[Stored entries]

*** Block opens ***

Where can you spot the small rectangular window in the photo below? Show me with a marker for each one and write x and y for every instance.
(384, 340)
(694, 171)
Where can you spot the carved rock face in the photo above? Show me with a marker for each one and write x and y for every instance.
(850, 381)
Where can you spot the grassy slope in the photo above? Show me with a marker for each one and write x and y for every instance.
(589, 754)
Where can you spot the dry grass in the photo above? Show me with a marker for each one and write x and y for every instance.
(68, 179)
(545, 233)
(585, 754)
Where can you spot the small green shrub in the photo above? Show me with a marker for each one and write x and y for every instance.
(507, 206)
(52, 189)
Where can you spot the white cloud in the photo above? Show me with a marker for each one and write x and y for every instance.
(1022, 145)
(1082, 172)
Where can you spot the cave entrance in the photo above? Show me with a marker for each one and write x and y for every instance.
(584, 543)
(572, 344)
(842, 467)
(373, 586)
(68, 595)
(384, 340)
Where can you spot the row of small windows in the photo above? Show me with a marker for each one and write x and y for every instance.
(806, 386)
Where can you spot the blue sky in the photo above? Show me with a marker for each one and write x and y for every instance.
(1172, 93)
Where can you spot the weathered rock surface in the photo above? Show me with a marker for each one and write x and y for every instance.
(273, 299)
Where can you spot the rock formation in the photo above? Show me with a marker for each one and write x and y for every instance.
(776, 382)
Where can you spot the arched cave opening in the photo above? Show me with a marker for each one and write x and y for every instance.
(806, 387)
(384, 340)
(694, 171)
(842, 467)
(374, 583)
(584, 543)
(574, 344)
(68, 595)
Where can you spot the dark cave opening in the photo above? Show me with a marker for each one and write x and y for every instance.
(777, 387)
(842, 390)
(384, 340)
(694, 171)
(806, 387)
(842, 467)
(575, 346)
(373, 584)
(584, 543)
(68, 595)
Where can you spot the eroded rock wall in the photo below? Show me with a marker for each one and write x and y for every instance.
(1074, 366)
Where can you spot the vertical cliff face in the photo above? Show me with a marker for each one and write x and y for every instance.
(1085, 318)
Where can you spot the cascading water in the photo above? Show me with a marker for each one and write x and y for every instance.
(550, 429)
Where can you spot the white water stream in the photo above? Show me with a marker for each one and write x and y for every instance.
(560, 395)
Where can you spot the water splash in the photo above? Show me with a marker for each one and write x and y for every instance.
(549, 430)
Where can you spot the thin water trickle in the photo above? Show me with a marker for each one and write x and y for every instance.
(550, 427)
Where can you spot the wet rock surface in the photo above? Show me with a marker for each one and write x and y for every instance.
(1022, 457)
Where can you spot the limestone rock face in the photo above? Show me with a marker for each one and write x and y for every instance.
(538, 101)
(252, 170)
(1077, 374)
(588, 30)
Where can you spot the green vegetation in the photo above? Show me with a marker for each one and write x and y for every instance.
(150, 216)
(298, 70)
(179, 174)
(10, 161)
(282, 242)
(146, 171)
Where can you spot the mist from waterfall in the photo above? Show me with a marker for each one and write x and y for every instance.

*** Block closes ***

*Exercise*. Each record is to be retyped exactly as written.

*Result for this task*.
Where can you spot the small rectangular window in the photo below? Show me with a marker for each one and write x and y for every instance.
(384, 340)
(694, 171)
Where can you spot the carved rock face in the photo above? Show me with a marker for each one and write x and y for every instance.
(850, 381)
Where can you spot the grassy slope in the photo above? Show me with a marker for each one and write x and y for every instance.
(589, 754)
Where can you spot the dry grass in the photo above? Show me with a marker for each one and write x and y for every instance.
(68, 179)
(545, 233)
(585, 754)
Where can you spot the small green shrub in the photo above? Show me with a marker for each one and write x and y for every instance.
(507, 206)
(52, 189)
Where can you spot the white cloud in the photo above? Show me with a marker for each one and write x and y for every instance.
(1022, 145)
(1082, 172)
Where can you spot the cave entrance in the photo above? Show me with a marker for each one and write x and y for every instance.
(584, 543)
(572, 344)
(842, 467)
(373, 586)
(68, 595)
(384, 340)
Where can you spot the row of small windows in the photo above? Show me with a marker for each one and write x and y for every instance.
(806, 386)
Where can you spot the blue sky in the photo above? Show me with a marker for each one and write x and y for every instance.
(1172, 93)
Where can you spot the weathered rock surface in the photo above? Show me with a marker for each one and write x and y for every instance.
(273, 299)
Where can you spot the rock formation in the photo above? Show me with a marker for each one and write x and y for every instance.
(776, 382)
Where can you spot the arched cave opening in the photo above? Show me with a marker for each one and write x and y for every instance.
(806, 387)
(384, 340)
(694, 171)
(842, 467)
(374, 583)
(584, 543)
(574, 344)
(68, 595)
Where can you spot the dark cave opening in the photo above? Show me with a marker for each one and write x and y for every instance.
(777, 387)
(842, 390)
(384, 340)
(694, 171)
(806, 387)
(842, 467)
(575, 346)
(373, 584)
(584, 543)
(68, 595)
Where can you spot the eroded rock wall in the photo below? Show me with a marker for each one and write x and y for every instance.
(1074, 366)
Where can you spot the vertical cliff face in the photo above? Show me with a marker for each one and write x and y for every instance.
(1085, 318)
Where can you spot the cascading water in the photo above? Show me with a marker for each one and write x and y for every instance.
(550, 429)
Where can you spot the white water stream in the photo above? Show me with a marker for each one and write x and y for every instance.
(560, 395)
Where can you spot the water splash in the photo above? Show me with a marker for each one and write x and y for every instance.
(549, 430)
Where can you spot the thin water trickle in the photo above? Show me with a marker for each one and write x and y for every instance.
(550, 427)
Where can you spot the wet rock surface in the photo above? Show me with a marker for each one and write x and y for every instance.
(1022, 457)
Where can you spot the limestone rock face in the photo above? Show me with a marker for each one and write x and y for every instance.
(538, 101)
(252, 170)
(1077, 374)
(588, 30)
Where can you spot the green vegetation in the photo above? Show me with a marker for each one and write x and y for every instance.
(150, 216)
(298, 70)
(179, 174)
(10, 161)
(282, 242)
(146, 171)
Where can you spot the mist from waterfall in the photo above? Show me with a marker for each one and write x and y for every instance.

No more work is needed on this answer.